Point-per-instance localization data:
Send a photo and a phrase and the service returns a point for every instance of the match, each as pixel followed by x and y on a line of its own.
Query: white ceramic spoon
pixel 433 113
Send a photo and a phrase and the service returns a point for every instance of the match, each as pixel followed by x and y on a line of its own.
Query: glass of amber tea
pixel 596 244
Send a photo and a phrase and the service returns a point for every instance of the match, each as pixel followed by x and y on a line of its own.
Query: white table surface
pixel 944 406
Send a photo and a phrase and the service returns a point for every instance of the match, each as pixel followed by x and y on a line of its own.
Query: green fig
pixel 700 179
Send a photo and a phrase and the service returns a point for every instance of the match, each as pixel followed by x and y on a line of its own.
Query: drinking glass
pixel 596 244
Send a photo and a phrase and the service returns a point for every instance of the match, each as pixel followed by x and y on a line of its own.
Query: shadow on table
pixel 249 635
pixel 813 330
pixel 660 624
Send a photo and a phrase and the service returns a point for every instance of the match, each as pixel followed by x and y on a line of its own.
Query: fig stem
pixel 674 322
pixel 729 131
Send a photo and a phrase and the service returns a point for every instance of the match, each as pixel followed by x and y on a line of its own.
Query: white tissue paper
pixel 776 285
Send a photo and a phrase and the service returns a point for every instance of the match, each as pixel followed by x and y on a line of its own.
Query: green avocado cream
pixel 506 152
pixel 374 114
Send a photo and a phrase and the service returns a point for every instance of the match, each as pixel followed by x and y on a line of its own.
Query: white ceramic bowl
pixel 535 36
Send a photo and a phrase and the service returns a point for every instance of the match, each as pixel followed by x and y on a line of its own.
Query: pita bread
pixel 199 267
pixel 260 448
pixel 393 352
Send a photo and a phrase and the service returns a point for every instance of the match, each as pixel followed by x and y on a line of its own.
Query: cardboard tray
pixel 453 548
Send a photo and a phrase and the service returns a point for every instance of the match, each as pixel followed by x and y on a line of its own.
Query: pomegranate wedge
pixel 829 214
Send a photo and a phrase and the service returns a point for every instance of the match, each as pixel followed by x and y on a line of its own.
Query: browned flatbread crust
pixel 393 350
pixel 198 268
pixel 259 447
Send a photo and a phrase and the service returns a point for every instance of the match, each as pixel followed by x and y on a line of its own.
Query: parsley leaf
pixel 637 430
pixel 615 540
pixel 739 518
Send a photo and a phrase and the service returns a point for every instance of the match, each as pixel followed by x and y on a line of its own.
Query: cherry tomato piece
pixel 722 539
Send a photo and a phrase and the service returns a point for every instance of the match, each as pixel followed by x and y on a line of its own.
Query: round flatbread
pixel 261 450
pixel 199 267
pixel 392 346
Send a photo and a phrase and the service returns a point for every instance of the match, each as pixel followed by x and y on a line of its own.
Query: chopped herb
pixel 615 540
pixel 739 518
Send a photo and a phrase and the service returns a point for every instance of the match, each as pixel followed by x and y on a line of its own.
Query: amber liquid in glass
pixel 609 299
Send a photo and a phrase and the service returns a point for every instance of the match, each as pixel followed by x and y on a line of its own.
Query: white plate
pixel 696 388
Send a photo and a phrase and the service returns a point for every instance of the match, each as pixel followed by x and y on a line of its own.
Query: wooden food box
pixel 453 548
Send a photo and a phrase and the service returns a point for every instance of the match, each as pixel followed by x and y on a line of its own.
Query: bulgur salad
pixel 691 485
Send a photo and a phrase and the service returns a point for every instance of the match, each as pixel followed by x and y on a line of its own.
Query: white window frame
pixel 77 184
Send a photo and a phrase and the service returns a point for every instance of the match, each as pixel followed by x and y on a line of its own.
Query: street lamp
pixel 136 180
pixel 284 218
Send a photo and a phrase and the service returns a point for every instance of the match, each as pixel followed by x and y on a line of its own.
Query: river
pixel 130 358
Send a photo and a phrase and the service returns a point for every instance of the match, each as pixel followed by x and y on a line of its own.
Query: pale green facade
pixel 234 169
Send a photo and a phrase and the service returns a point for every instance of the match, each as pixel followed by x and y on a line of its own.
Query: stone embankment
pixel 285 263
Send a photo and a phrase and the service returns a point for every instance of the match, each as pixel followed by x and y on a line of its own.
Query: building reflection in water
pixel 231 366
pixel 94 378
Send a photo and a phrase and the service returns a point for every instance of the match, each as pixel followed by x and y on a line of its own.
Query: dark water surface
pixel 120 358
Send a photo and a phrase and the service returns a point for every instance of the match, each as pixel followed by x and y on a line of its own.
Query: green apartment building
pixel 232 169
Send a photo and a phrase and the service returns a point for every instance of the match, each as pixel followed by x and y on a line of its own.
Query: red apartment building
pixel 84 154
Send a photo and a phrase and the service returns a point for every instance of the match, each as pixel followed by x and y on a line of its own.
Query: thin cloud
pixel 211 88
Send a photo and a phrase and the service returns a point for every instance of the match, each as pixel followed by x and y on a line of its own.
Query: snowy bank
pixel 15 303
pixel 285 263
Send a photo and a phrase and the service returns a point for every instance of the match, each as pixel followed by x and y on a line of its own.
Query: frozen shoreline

» **WHAT IS REQUIRED**
Would you set the entries down again, exactly as they were written?

» **OUTPUT FOR THIS EXERCISE**
Send a photo and a phrase and the service returns a point for every instance of the match, each as pixel followed by x and y on a line of its own.
Query: white ceramic spoon
pixel 433 113
Send a photo and a phrase and the service returns a point for every instance of the match, each as pixel followed by x and y on a line of its own.
Query: glass of amber tea
pixel 596 244
Send a photo and a phrase and the service returns a point for every instance of the match, each as pixel followed by x and y on a line of its own.
Query: white table surface
pixel 944 406
Send a photo and a phrase and the service returns a point for every instance of the match, each as pixel followed by x and y on a line of its own.
Query: green fig
pixel 700 179
Send a photo and a phrase and the service returns a point for every instance of the match, each as pixel followed by x and y on a line of its own.
Query: drinking glass
pixel 596 244
Send a photo and a phrase and the service returns a point for every instance of the match, each as pixel followed by x and y on a line of its own.
Query: shadow on table
pixel 249 635
pixel 813 330
pixel 660 624
Send a photo and a phrase and the service returns a point for every instance of the match, each as pixel followed by x and y on a line of its own.
Query: fig stem
pixel 674 322
pixel 729 131
Send a photo and a phrase and the service returns a point for every instance of the match, each as pixel followed by x and y on a line of its own.
Query: white tissue paper
pixel 776 285
Send a photo and a phrase and the service returns a point for every instance of the match, each as pixel followed by x and y on a line of its own.
Query: green avocado cream
pixel 506 152
pixel 374 114
Send a photo and a phrase and the service returns a point for every instance of the match, each as pixel followed by x and y on a line of its own.
Query: white ceramic bowl
pixel 535 36
Send a photo and a phrase and the service returns a point for every instance of the match, each as pixel followed by x and y on a line of its own.
Query: pita bread
pixel 199 267
pixel 260 448
pixel 393 352
Send a photo and a phrase and the service returns a point for every instance of the match, each as pixel followed by x and y on a line of its own.
Query: cardboard tray
pixel 453 548
Send a photo and a phrase and the service returns a point for every instance of the match, each as pixel followed by x and y on a line of its own.
Query: pomegranate wedge
pixel 829 214
Send a photo and a phrase and the service returns a point for every instance of the match, each as pixel followed by x and y on a line of its own.
Query: browned flatbread crust
pixel 393 350
pixel 198 268
pixel 259 447
Send a photo and a phrase and the service returns a point for every instance of the match, each as pixel followed by x and y on a line of its own.
Query: parsley leaf
pixel 637 430
pixel 615 540
pixel 739 518
Send a photo and a phrase and the service returns a point for every instance of the match, each as pixel followed by x and y on a line of its own.
Query: cherry tomato piece
pixel 722 539
Send a photo and a phrase and the service returns a point for every instance of the match, each as pixel followed by x and y on a line of its own.
Query: round flatbread
pixel 261 450
pixel 199 267
pixel 392 346
Send a photo and a phrase and the service returns a point for every instance of the match, each as pixel followed by x and y on a line of its own.
Query: chopped herb
pixel 615 540
pixel 739 518
Send a photo and a phrase and the service returns a point for every instance of the match, each as pixel followed by x and y on a line of its own.
Query: amber liquid in glass
pixel 609 299
Send a photo and a phrase and the service returns a point for every instance of the match, each as pixel followed by x and y on a line of its own.
Query: white plate
pixel 696 388
Send a photo and a phrase and the service returns a point for every instance of the match, each as pixel followed by x and y on a line of its own.
Query: wooden food box
pixel 453 548
Send a photo and a phrase and the service returns a point for every instance of the match, each as pixel followed by x and y on a line of its own.
Query: bulgur salad
pixel 691 485
Send a photo and a phrase and the service returns a point for every instance of the match, each as pixel followed by x and y on a line of its own.
Query: white window frame
pixel 77 184
Send a photo and a phrase and the service returns a point for every instance of the match, each as pixel followed by x and y on a line of its own.
Query: street lamp
pixel 136 180
pixel 284 218
Send a photo and a phrase and the service returns a point for every instance of the match, each as pixel followed by x and y on a line of its own.
Query: river
pixel 130 358
Send a photo and a phrase and the service returns a point for every instance of the match, each as pixel followed by x and y on a line of its own.
Query: pale green facade
pixel 234 169
Send a photo and a phrase and the service returns a point for every instance of the match, each as pixel followed by x and y on a line of its own.
Query: stone embankment
pixel 285 263
Send a photo and a phrase and the service returns a point for every instance of the match, each as pixel followed by x and y on a line of its own.
Query: building reflection in water
pixel 231 366
pixel 94 378
Send a photo and a phrase and the service returns a point for every instance of the match, each as pixel followed by x and y on a line of its own.
Query: dark water surface
pixel 120 358
Send a photo and a phrase and the service returns a point for every instance of the match, each as pixel followed by x and y on a line of its own.
Query: green apartment building
pixel 232 169
Send a photo and a phrase and the service returns a point for every instance of the match, each as pixel followed by x and y on a line of its own.
Query: red apartment building
pixel 84 154
Send a photo and a phrase and the service returns a point for every instance of the match, each as pixel followed by x and y on a line of its own.
Query: thin cloud
pixel 211 88
Send a photo and a phrase and the service returns a point for every instance of the match, each as pixel followed by x and y on a line of its own.
Query: snowy bank
pixel 15 303
pixel 285 263
Send a photo and a phrase and the service returns a point for every instance of the match, each as pixel followed by x and y on a line of its own.
Query: frozen shoreline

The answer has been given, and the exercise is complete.